The paper round has been a source of pocket money for generations of youngsters, reports Beth Phillips. But with newsagents’ profits being squeezed, are we about to witness the death of the paperboy?
A nightmare. That’s how one delegate at this month’s ACS Summit succinctly described home news delivery (HND).
And he’s not alone in seeing it in such a negative light.
Although HND can be lucrative for independent newsagents News International estimates that the average weekly profit from one paper round is £35 many retailers believe it is more trouble than it’s worth.
Many newsagents have gone under because they can’t shoulder the debt associated with HND an estimated £50m industry-wide and if they don’t get the help and support they need for their rounds, it could signal the death knell for paper boys and girls, they warn.
So why does HND remain such a double-edged sword and what can be done to tackle the problem?
At present, retailers are typically billed for their newspapers on a weekly basis. HND customers, however, take much longer to settle their bills than newsagents have to, meaning retailers often have to shoulder the financial burden of HND themselves.
This issue has been a massive problem for newsagents in recent years, according to Stefan Wojciechowski, the former head of newspapers and magazines at the National Federation of Retail Newsagents (NFRN), and now MD of Localink.
“At the NFRN, I spent about five years working closely with newspaper publishers on the provision of new HND orders. We canvassed in areas where HND was already being offered,” he says. “Even when we knew there was an HND service in an area willing to take on new HND orders, one-third of all new orders generated were never started because the newsagent refused to take them on.”
--------------------
GIVEN REQUEST: According to the article on home news delivery, how often are retailers typically billed for their newspapers? The lines that come next have no connection to the article on home news delivery.
--------------------
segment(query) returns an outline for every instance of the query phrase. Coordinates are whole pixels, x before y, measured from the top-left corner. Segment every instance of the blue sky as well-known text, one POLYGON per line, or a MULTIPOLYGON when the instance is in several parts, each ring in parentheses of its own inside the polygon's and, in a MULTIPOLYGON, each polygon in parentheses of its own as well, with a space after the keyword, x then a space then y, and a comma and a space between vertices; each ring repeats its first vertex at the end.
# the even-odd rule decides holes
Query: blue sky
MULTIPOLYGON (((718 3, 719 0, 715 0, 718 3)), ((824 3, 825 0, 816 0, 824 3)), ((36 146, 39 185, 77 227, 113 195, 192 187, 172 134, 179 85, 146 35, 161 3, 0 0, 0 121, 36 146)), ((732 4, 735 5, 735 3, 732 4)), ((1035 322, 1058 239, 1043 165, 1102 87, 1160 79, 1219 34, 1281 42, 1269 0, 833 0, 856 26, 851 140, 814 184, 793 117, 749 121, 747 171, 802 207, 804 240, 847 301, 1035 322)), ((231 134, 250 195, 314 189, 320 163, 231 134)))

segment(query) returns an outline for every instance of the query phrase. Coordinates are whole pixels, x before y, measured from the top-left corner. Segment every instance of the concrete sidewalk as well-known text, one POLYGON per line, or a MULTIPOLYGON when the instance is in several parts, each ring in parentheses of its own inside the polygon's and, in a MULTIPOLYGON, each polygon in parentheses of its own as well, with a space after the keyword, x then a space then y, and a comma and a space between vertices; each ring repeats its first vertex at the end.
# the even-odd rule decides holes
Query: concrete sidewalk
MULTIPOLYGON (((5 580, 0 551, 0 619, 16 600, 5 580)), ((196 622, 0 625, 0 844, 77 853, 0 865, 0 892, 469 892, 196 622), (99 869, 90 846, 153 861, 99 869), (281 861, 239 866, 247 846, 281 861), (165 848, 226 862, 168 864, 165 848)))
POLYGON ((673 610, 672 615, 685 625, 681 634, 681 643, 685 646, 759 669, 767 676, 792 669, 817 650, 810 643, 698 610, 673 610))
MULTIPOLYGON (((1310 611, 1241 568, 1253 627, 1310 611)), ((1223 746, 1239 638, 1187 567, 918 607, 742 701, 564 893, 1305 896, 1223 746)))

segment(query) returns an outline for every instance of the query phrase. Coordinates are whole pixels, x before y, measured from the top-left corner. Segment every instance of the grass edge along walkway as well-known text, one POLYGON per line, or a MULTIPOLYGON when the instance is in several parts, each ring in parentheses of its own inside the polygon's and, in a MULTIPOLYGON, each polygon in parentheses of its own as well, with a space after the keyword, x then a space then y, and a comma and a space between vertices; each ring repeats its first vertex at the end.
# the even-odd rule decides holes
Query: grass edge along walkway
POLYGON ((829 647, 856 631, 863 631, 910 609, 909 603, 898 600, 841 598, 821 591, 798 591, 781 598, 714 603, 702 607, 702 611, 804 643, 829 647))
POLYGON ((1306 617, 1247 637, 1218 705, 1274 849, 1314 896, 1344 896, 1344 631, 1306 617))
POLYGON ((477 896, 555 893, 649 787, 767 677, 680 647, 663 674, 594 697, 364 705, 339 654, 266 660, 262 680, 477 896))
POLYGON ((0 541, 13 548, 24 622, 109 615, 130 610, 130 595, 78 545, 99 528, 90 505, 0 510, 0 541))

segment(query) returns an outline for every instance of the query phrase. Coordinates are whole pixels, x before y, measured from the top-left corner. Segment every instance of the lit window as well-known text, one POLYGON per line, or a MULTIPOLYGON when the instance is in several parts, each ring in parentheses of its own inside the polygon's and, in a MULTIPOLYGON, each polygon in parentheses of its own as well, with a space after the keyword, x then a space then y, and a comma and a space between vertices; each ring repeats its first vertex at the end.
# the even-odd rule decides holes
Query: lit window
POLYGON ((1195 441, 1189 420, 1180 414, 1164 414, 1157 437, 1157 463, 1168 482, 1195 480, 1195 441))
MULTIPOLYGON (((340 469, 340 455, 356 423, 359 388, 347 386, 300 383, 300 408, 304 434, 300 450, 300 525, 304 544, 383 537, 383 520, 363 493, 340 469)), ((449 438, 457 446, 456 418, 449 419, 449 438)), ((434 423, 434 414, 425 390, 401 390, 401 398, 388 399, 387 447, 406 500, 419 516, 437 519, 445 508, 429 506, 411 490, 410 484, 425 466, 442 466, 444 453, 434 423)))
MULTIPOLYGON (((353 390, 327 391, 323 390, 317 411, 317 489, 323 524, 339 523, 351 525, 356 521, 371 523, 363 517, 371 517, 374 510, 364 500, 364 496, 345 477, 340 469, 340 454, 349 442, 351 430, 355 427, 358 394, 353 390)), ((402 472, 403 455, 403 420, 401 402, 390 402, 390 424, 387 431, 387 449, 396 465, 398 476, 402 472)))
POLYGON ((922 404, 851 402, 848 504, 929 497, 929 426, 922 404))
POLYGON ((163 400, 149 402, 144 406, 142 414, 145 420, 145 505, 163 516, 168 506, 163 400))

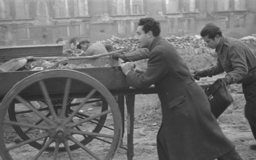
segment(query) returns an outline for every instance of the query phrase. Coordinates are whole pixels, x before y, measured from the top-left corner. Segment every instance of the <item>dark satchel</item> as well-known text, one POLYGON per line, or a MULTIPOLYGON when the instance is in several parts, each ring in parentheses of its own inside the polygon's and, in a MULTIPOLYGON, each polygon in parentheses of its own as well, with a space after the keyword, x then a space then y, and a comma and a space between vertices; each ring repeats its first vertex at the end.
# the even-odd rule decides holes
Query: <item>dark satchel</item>
POLYGON ((205 91, 211 105, 212 113, 217 118, 233 101, 226 85, 217 80, 205 91))

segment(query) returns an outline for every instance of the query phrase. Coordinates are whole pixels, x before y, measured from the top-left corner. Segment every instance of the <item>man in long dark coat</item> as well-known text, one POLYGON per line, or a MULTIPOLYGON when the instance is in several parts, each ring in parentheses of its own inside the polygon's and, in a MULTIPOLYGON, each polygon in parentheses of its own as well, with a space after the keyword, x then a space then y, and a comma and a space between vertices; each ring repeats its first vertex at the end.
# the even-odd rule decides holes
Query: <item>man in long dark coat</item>
MULTIPOLYGON (((244 112, 256 140, 256 56, 240 40, 222 34, 221 29, 213 24, 207 24, 201 31, 207 46, 215 49, 217 64, 212 67, 195 72, 194 78, 211 77, 226 72, 221 79, 227 85, 242 84, 246 101, 244 112)), ((256 150, 256 144, 250 146, 256 150)))
POLYGON ((121 67, 130 86, 143 89, 154 84, 158 90, 163 114, 157 136, 159 160, 242 160, 175 47, 159 36, 159 23, 140 19, 137 33, 141 47, 150 51, 148 67, 142 74, 134 71, 132 62, 121 67))

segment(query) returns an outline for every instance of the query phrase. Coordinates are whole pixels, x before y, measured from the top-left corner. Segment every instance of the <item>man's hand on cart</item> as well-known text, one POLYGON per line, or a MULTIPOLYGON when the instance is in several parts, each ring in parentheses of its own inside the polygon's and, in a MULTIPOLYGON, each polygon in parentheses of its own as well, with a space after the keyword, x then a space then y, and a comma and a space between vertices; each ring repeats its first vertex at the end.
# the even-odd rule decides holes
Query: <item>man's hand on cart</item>
POLYGON ((200 78, 205 77, 207 76, 208 73, 206 70, 203 70, 201 71, 196 70, 192 73, 193 77, 197 80, 199 81, 200 78))
POLYGON ((135 65, 132 62, 121 64, 121 68, 123 73, 126 76, 131 71, 134 70, 135 65))

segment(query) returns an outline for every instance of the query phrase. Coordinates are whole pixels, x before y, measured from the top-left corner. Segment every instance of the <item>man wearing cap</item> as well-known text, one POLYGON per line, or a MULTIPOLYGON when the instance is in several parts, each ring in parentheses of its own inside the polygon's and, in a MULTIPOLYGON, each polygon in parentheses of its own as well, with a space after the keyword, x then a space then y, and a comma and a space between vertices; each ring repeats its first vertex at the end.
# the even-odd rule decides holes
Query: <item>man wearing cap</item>
POLYGON ((82 55, 84 56, 95 55, 111 52, 113 50, 113 47, 111 45, 100 43, 92 43, 86 38, 79 41, 79 44, 76 46, 76 48, 84 51, 82 55))

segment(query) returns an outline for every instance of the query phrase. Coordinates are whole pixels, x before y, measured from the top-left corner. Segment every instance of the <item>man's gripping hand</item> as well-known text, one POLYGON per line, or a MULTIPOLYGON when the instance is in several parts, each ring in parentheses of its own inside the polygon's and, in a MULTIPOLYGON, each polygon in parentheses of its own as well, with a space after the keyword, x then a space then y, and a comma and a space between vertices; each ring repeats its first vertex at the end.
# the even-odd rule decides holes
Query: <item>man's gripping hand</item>
POLYGON ((201 71, 196 70, 194 72, 193 77, 195 79, 199 80, 201 77, 205 77, 208 76, 208 72, 206 70, 203 70, 201 71))
POLYGON ((135 65, 133 62, 127 62, 121 64, 121 68, 123 73, 126 76, 129 72, 134 70, 135 65))

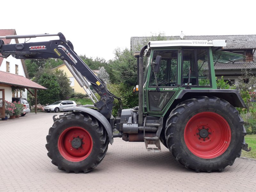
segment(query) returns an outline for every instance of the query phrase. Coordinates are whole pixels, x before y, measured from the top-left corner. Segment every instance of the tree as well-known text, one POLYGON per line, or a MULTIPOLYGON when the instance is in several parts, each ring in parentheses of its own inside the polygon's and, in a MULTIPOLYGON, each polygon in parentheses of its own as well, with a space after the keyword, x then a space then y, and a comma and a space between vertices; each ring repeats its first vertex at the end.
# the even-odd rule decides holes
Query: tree
POLYGON ((108 71, 113 83, 123 82, 127 86, 134 86, 137 82, 137 60, 132 52, 126 48, 115 50, 115 58, 108 61, 111 70, 108 71))
POLYGON ((99 67, 106 67, 107 65, 106 60, 103 58, 97 57, 93 59, 92 57, 87 57, 85 55, 80 55, 79 57, 92 70, 97 70, 99 67))
POLYGON ((252 69, 245 66, 241 69, 242 75, 238 77, 239 82, 236 86, 237 90, 247 106, 247 112, 251 104, 249 92, 256 89, 256 78, 252 72, 252 69))
POLYGON ((60 100, 60 87, 57 80, 56 76, 53 74, 45 72, 43 73, 37 83, 47 89, 38 90, 38 103, 45 105, 60 100))
POLYGON ((104 67, 99 68, 99 72, 98 73, 98 77, 100 78, 106 84, 109 82, 109 75, 106 71, 104 67))
POLYGON ((63 70, 56 70, 55 75, 56 76, 57 81, 60 85, 60 98, 61 100, 66 100, 72 92, 72 89, 70 87, 69 79, 63 70))

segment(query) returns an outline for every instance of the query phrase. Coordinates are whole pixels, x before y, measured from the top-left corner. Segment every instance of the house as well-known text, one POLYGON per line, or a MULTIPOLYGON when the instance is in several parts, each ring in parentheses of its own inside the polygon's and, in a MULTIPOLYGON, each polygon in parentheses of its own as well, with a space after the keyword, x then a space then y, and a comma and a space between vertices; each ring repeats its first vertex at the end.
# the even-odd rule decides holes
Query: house
MULTIPOLYGON (((80 93, 83 94, 85 94, 85 92, 84 89, 81 87, 79 85, 77 82, 74 77, 73 75, 71 73, 68 68, 67 67, 65 64, 62 64, 61 65, 53 68, 52 70, 56 70, 59 69, 63 70, 64 73, 66 73, 68 77, 69 78, 70 81, 70 86, 72 89, 72 90, 74 92, 80 93)), ((97 75, 97 74, 99 72, 99 70, 93 70, 94 74, 97 75)), ((88 82, 89 84, 90 83, 88 82)))
MULTIPOLYGON (((16 35, 15 29, 0 29, 1 36, 16 35)), ((2 39, 5 44, 19 43, 17 39, 2 39)), ((4 58, 1 56, 0 54, 0 118, 4 114, 5 100, 11 101, 13 97, 26 98, 28 88, 35 90, 31 93, 36 97, 36 90, 46 89, 28 79, 23 60, 12 56, 4 58)))
MULTIPOLYGON (((159 37, 132 37, 131 38, 131 48, 132 51, 138 51, 138 48, 147 45, 150 40, 158 40, 159 37)), ((163 37, 165 40, 179 40, 180 36, 163 37)), ((185 40, 211 40, 225 39, 227 46, 223 51, 242 54, 246 58, 242 60, 223 64, 217 63, 214 66, 215 73, 218 78, 224 76, 225 80, 237 84, 238 77, 241 76, 241 69, 250 68, 254 74, 256 74, 256 35, 186 36, 185 40)))

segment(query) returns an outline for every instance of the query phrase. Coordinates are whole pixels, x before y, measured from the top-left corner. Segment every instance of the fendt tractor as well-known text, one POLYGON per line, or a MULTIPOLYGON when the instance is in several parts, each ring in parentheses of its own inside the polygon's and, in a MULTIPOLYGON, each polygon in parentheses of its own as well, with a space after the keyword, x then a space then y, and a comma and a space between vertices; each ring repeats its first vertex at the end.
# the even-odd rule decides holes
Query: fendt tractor
POLYGON ((54 36, 59 39, 9 44, 0 40, 0 53, 5 58, 11 55, 17 59, 61 60, 93 102, 65 108, 63 115, 53 116, 45 147, 59 169, 90 171, 102 160, 116 137, 145 142, 147 150, 154 152, 161 151, 161 141, 177 161, 197 172, 221 171, 232 165, 242 149, 250 150, 244 139, 244 121, 235 108, 246 106, 237 90, 216 86, 216 63, 244 58, 222 51, 225 40, 149 42, 134 53, 138 106, 123 109, 120 99, 108 90, 61 33, 0 38, 54 36), (100 99, 87 89, 88 82, 100 99), (116 117, 112 114, 114 99, 120 108, 116 117), (118 133, 113 134, 116 130, 118 133))

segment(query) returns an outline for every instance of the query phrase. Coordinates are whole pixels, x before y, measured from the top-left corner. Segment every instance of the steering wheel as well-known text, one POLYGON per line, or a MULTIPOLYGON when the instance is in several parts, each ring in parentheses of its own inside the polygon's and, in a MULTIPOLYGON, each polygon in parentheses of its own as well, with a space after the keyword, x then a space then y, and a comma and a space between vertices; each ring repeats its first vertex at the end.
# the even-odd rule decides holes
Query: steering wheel
POLYGON ((164 79, 157 78, 156 80, 157 80, 157 84, 158 86, 163 84, 166 84, 166 86, 168 86, 168 82, 164 79))
POLYGON ((171 82, 170 83, 170 85, 171 87, 175 87, 176 86, 176 82, 171 82))

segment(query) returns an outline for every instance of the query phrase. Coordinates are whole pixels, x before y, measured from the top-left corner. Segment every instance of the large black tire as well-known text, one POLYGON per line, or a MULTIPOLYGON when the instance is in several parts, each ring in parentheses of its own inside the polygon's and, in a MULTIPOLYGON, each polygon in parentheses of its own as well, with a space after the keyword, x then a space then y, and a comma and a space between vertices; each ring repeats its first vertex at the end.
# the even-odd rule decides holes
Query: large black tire
POLYGON ((46 138, 52 163, 67 172, 85 172, 96 167, 105 156, 109 143, 101 124, 93 117, 80 113, 60 117, 46 138), (79 140, 82 145, 78 147, 79 140), (78 146, 74 147, 76 142, 78 146))
POLYGON ((186 100, 166 122, 168 148, 175 159, 197 172, 219 170, 240 156, 246 132, 237 110, 225 100, 201 96, 186 100))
--------------------
RESULT FOR THIS TASK: On a weekly basis.